• [Cosa si chiede]:
Riassumi in due frasi il brano sulla paura di volare.

Data articolo: giugno 2008

Così si vince la fobia del secolo

Anche alcuni piloti hanno paura di volare. Certo che hanno paura, sempre. Patrick Smith, pilota e
scrittore, 38 anni, autore della rubrica “Ask the pilot” su Salon. com e in Italia su Internazionale
diventata anche un fortunato libro (Fusi Orari), è uno di loro. Gli hanno chiesto se teme di
precipitare, lui ha risposto: “Di solito non abbiamo fantasie raccapriccianti né soffriamo di ansia
fobica”. Insomma se gli trema il cuore le mani le tiene lo stesso ferme sulla cloche (il volante) e
guida. Tanto gli aerei cadono poco, affermazione veritiera ma insufficiente per l’aviofobico.

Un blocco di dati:
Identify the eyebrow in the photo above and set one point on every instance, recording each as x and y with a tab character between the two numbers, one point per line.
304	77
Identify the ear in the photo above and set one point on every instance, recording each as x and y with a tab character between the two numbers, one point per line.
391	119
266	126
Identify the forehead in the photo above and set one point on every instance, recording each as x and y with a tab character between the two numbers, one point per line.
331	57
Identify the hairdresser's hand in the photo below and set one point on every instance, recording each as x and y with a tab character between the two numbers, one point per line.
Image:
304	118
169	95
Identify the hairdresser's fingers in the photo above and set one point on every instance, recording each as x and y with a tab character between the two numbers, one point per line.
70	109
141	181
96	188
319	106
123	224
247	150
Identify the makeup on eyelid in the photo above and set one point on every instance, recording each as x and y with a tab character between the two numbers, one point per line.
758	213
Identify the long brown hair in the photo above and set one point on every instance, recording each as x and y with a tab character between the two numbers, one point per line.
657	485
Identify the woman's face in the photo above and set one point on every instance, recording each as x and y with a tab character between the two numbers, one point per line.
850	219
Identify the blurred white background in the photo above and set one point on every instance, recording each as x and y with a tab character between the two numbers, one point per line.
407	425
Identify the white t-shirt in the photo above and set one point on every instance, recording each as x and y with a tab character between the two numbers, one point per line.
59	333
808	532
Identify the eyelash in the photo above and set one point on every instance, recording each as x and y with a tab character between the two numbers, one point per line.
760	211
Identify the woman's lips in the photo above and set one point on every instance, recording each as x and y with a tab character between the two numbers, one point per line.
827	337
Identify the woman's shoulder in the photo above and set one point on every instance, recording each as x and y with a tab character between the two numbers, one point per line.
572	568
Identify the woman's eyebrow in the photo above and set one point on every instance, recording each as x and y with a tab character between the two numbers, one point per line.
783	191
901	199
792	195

• [Il risultato]:
Anche alcuni piloti hanno paura di volare, e tra loro c'è Patrick Smith, pilota e scrittore di 38 anni e autore della rubrica “Ask the pilot”, che alla domanda se tema di precipitare ha risposto che di solito non hanno fantasie raccapriccianti né soffrono di ansia fobica. Così, anche se il cuore gli trema, tiene ferme le mani sulla cloche e guida, e gli aerei cadono poco, cosa vera ma che non basta a chi ha la fobia del volo.